● **INSTRUCTIONS FOR THE TASK**: The entire listing that follows must be repeated exactly, pictures excluded.

● **DATA EXTRACTS**:
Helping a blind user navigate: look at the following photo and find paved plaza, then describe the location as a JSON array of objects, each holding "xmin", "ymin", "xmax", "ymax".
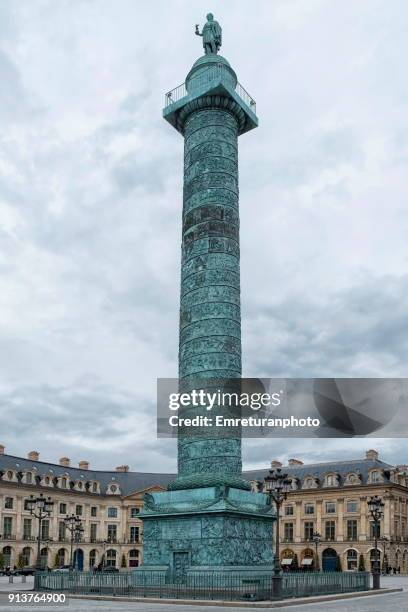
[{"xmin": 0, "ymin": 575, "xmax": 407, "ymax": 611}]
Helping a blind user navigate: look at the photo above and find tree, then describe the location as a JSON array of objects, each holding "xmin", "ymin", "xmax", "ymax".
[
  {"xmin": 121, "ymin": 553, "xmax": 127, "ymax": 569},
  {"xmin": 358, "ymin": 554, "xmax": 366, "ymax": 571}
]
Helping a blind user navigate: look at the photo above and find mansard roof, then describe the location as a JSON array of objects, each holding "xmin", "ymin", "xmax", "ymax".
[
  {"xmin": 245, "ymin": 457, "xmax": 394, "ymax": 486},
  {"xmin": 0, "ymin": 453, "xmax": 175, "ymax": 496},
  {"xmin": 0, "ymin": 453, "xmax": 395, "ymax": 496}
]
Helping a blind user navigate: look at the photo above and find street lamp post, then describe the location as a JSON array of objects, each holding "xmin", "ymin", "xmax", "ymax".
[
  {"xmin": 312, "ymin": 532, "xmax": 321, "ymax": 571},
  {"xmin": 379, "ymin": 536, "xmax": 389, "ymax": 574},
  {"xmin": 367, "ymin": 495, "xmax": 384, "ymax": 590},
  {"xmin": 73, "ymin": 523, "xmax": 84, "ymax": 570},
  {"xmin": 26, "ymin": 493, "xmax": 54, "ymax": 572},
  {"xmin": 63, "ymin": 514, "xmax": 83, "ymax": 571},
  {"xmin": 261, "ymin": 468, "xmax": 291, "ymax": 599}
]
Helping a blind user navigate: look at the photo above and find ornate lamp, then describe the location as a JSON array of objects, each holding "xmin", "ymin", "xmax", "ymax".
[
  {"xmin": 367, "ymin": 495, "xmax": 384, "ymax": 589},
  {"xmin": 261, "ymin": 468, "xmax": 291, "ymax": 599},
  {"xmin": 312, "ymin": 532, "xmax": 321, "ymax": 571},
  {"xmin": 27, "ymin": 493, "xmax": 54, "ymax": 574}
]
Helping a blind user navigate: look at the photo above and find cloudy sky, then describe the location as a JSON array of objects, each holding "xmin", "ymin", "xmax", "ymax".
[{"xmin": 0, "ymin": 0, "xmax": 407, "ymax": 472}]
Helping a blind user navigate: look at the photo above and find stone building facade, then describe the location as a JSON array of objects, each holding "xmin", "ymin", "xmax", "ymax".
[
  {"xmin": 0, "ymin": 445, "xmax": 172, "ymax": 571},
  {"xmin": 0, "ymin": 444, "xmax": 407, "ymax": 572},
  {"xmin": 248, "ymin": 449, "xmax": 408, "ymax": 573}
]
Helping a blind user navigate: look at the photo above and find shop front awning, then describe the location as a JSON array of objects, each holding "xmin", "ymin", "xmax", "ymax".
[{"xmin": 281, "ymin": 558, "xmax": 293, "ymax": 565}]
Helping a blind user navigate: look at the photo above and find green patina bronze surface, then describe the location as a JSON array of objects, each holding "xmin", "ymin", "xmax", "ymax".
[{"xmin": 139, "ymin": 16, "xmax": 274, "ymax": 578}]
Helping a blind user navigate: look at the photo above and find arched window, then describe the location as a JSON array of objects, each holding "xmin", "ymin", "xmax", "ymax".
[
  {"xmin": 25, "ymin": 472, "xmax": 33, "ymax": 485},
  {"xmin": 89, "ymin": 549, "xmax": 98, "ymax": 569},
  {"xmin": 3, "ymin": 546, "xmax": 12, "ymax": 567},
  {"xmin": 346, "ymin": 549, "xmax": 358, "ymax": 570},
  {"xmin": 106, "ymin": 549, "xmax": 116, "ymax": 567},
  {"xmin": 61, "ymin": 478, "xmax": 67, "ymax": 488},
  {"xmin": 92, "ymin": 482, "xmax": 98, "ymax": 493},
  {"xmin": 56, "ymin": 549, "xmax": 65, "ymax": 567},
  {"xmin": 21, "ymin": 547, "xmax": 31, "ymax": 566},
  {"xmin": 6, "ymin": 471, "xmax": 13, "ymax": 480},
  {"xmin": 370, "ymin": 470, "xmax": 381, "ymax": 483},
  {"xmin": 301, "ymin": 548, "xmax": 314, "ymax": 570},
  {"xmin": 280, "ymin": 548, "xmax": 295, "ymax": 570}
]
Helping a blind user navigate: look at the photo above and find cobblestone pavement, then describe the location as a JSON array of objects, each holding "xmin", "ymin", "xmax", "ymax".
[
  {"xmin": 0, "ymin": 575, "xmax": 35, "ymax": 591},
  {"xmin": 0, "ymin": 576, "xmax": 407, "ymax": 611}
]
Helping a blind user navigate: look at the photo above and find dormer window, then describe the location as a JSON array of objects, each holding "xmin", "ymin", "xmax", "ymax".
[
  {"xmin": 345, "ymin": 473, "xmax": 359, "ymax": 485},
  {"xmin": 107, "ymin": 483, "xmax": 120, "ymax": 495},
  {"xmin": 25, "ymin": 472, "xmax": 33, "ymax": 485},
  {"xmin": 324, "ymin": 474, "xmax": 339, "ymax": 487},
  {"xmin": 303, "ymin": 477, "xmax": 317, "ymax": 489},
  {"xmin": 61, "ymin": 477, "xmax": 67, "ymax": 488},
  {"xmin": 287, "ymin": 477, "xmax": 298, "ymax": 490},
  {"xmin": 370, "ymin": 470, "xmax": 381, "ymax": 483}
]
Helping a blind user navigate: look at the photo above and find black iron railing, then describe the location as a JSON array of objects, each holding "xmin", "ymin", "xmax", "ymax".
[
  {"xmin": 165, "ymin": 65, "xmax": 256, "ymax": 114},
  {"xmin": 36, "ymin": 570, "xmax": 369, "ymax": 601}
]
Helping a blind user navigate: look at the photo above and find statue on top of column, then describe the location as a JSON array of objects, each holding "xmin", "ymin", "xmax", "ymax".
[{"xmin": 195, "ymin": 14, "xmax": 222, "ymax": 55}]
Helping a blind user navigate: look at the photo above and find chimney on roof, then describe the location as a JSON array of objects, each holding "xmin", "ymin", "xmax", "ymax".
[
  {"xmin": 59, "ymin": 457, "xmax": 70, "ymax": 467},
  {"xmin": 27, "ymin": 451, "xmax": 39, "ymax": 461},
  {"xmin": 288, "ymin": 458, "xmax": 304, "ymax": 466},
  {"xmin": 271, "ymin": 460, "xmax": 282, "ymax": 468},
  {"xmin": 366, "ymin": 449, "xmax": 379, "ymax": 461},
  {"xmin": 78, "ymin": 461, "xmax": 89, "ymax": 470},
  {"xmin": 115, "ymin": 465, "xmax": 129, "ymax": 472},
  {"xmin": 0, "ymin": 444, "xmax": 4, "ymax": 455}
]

● **SOLVED EXERCISE**:
Helping a blind user navigate: look at the following photo and find paved plaza, then describe the location as a JSON array of objects, each holding "xmin", "ymin", "xmax", "ymax".
[{"xmin": 0, "ymin": 575, "xmax": 407, "ymax": 611}]
Helping a blind user navigate: look at the photo above and find tree, then describe the location as a JSON array of objects, each holding "xmin", "ymin", "xmax", "ymax".
[
  {"xmin": 121, "ymin": 553, "xmax": 127, "ymax": 569},
  {"xmin": 358, "ymin": 554, "xmax": 366, "ymax": 571}
]
Helping a blind user navigate: look at the photo above and find mansard roof, then describe the location as a JSON array of objects, each holding "xmin", "ymin", "xmax", "ymax".
[
  {"xmin": 245, "ymin": 457, "xmax": 394, "ymax": 486},
  {"xmin": 0, "ymin": 453, "xmax": 175, "ymax": 496},
  {"xmin": 0, "ymin": 453, "xmax": 395, "ymax": 496}
]
Helping a blind user navigate: look at the photo above and find street lamp post, then describe the location as a JSON array of objects, each holding "xmin", "ymin", "xmax", "ymax".
[
  {"xmin": 312, "ymin": 532, "xmax": 321, "ymax": 571},
  {"xmin": 379, "ymin": 536, "xmax": 389, "ymax": 574},
  {"xmin": 367, "ymin": 495, "xmax": 384, "ymax": 590},
  {"xmin": 73, "ymin": 523, "xmax": 84, "ymax": 570},
  {"xmin": 26, "ymin": 493, "xmax": 54, "ymax": 572},
  {"xmin": 63, "ymin": 514, "xmax": 83, "ymax": 571},
  {"xmin": 261, "ymin": 468, "xmax": 291, "ymax": 599}
]
Helping a blind user navigate: look at the photo above and find ornate lamp, then describe the location as a JSON array of objects, each holding "xmin", "ymin", "xmax", "ymax".
[
  {"xmin": 367, "ymin": 495, "xmax": 384, "ymax": 589},
  {"xmin": 261, "ymin": 468, "xmax": 291, "ymax": 599},
  {"xmin": 312, "ymin": 532, "xmax": 321, "ymax": 571},
  {"xmin": 27, "ymin": 493, "xmax": 54, "ymax": 574}
]
Helping a blind user navigate: look at the photo above and find cloudy sky, then describe the location as a JSON array of objects, each holding "xmin", "ymin", "xmax", "ymax".
[{"xmin": 0, "ymin": 0, "xmax": 407, "ymax": 472}]
Helping a blind user navigate: look at the photo above and find stone building facade, then describe the location as a JSON array of objects, each holding "xmin", "ymin", "xmax", "ymax".
[
  {"xmin": 0, "ymin": 445, "xmax": 172, "ymax": 571},
  {"xmin": 0, "ymin": 444, "xmax": 407, "ymax": 572},
  {"xmin": 248, "ymin": 449, "xmax": 408, "ymax": 573}
]
Helping a blind user navigate: look at the photo above and find shop front awning, then describe the location as a JSON array of objects, each holding "xmin", "ymin", "xmax", "ymax".
[{"xmin": 281, "ymin": 558, "xmax": 293, "ymax": 565}]
Helping a blind user navigate: look at the photo above and find green patina bronze surface, then describe the location as a JSON array of objects, each holding "xmin", "ymin", "xmax", "ymax".
[{"xmin": 139, "ymin": 16, "xmax": 274, "ymax": 578}]
Helping a blind user navigate: look at the photo above and find arched window, then describe the location as a JSON array of objects, each holding "xmin", "ymin", "xmax", "ymax".
[
  {"xmin": 25, "ymin": 472, "xmax": 33, "ymax": 485},
  {"xmin": 89, "ymin": 549, "xmax": 98, "ymax": 569},
  {"xmin": 3, "ymin": 546, "xmax": 12, "ymax": 567},
  {"xmin": 346, "ymin": 549, "xmax": 358, "ymax": 570},
  {"xmin": 106, "ymin": 549, "xmax": 116, "ymax": 567},
  {"xmin": 61, "ymin": 478, "xmax": 67, "ymax": 488},
  {"xmin": 92, "ymin": 482, "xmax": 98, "ymax": 493},
  {"xmin": 56, "ymin": 549, "xmax": 65, "ymax": 567},
  {"xmin": 21, "ymin": 547, "xmax": 31, "ymax": 566},
  {"xmin": 6, "ymin": 471, "xmax": 13, "ymax": 480},
  {"xmin": 370, "ymin": 470, "xmax": 381, "ymax": 483},
  {"xmin": 301, "ymin": 548, "xmax": 314, "ymax": 570},
  {"xmin": 280, "ymin": 548, "xmax": 295, "ymax": 570}
]
Helping a blind user navigate: look at the photo above and find cobblestone pavement, then describe the location as a JSON array of objects, each holding "xmin", "ymin", "xmax", "ymax".
[
  {"xmin": 0, "ymin": 575, "xmax": 35, "ymax": 591},
  {"xmin": 0, "ymin": 576, "xmax": 407, "ymax": 611}
]
Helping a blind user navigate: look at the photo above and find dormer window, then describe the location as a JSON array of objects, each holding "xmin", "ymin", "xmax", "ymax".
[
  {"xmin": 345, "ymin": 473, "xmax": 359, "ymax": 485},
  {"xmin": 107, "ymin": 483, "xmax": 120, "ymax": 495},
  {"xmin": 25, "ymin": 472, "xmax": 33, "ymax": 485},
  {"xmin": 324, "ymin": 474, "xmax": 339, "ymax": 487},
  {"xmin": 303, "ymin": 477, "xmax": 317, "ymax": 489},
  {"xmin": 61, "ymin": 477, "xmax": 67, "ymax": 488},
  {"xmin": 287, "ymin": 477, "xmax": 298, "ymax": 490},
  {"xmin": 370, "ymin": 470, "xmax": 381, "ymax": 483}
]
Helping a blind user navigate: look at the photo above and find black iron railing, then describe the location as a JSON array of objects, each holding "xmin", "ymin", "xmax", "ymax".
[
  {"xmin": 165, "ymin": 65, "xmax": 256, "ymax": 114},
  {"xmin": 36, "ymin": 570, "xmax": 369, "ymax": 601}
]
Helping a blind user navigate: look at the photo above and find statue on top of column, then describe the location as a JSON array of objects, each holding "xmin", "ymin", "xmax", "ymax".
[{"xmin": 195, "ymin": 14, "xmax": 222, "ymax": 55}]
Helping a blind user navigate: look at the photo above and find chimney on roof, then describe the location as a JSON array of objects, each holding "xmin", "ymin", "xmax", "ymax".
[
  {"xmin": 59, "ymin": 457, "xmax": 70, "ymax": 467},
  {"xmin": 27, "ymin": 451, "xmax": 39, "ymax": 461},
  {"xmin": 288, "ymin": 458, "xmax": 304, "ymax": 466},
  {"xmin": 271, "ymin": 460, "xmax": 282, "ymax": 468},
  {"xmin": 366, "ymin": 449, "xmax": 379, "ymax": 461},
  {"xmin": 78, "ymin": 461, "xmax": 89, "ymax": 470},
  {"xmin": 115, "ymin": 465, "xmax": 129, "ymax": 472},
  {"xmin": 0, "ymin": 444, "xmax": 4, "ymax": 455}
]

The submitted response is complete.